- **WORK TO COMPLETE**
Lines from the one containing "locate: shallow water" through the end of the data are to be returned exactly, and no others.

----------

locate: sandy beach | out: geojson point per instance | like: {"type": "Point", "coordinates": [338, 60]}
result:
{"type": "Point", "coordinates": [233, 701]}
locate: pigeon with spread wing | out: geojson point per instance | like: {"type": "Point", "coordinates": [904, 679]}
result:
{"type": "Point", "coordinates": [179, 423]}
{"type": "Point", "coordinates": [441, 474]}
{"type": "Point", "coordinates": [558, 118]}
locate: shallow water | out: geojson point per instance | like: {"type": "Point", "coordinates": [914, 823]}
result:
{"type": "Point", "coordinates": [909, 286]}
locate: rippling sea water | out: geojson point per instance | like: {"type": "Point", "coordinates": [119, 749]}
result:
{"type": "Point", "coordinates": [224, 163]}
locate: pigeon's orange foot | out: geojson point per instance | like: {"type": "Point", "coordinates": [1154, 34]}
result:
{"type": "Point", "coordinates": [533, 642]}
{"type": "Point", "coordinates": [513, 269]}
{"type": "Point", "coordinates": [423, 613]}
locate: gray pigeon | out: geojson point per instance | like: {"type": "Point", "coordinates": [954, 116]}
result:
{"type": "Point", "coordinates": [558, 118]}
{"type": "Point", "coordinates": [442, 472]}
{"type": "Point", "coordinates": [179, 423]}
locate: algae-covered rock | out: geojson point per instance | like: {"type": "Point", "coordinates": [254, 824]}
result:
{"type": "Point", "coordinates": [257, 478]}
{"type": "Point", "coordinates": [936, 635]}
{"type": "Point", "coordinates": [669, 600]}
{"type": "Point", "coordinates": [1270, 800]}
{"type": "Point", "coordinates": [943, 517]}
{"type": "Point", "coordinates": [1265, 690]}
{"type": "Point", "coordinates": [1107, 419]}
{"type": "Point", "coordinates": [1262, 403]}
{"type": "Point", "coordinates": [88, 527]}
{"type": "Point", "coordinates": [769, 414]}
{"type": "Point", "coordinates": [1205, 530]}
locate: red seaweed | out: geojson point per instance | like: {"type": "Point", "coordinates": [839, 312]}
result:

----------

- **EXERCISE ANSWER**
locate: shallow water | out: geojson point per instance | like: {"type": "Point", "coordinates": [914, 823]}
result:
{"type": "Point", "coordinates": [909, 286]}
locate: rippling sea water | out: geojson point per instance | like: {"type": "Point", "coordinates": [119, 749]}
result:
{"type": "Point", "coordinates": [224, 163]}
locate: pigeon's orange foot | out: geojson point per instance | like: {"type": "Point", "coordinates": [1154, 34]}
result:
{"type": "Point", "coordinates": [533, 642]}
{"type": "Point", "coordinates": [513, 269]}
{"type": "Point", "coordinates": [423, 613]}
locate: gray pigeon | out: geojson point per instance | like: {"type": "Point", "coordinates": [954, 116]}
result:
{"type": "Point", "coordinates": [558, 118]}
{"type": "Point", "coordinates": [442, 472]}
{"type": "Point", "coordinates": [179, 423]}
locate: algae-covered rock | out: geojson point per instance | like: {"type": "Point", "coordinates": [254, 824]}
result:
{"type": "Point", "coordinates": [257, 478]}
{"type": "Point", "coordinates": [936, 635]}
{"type": "Point", "coordinates": [669, 600]}
{"type": "Point", "coordinates": [1270, 800]}
{"type": "Point", "coordinates": [943, 517]}
{"type": "Point", "coordinates": [1265, 690]}
{"type": "Point", "coordinates": [1107, 419]}
{"type": "Point", "coordinates": [1262, 403]}
{"type": "Point", "coordinates": [88, 527]}
{"type": "Point", "coordinates": [769, 414]}
{"type": "Point", "coordinates": [1205, 530]}
locate: red seaweed | out: geojson point per instance | like: {"type": "Point", "coordinates": [839, 312]}
result:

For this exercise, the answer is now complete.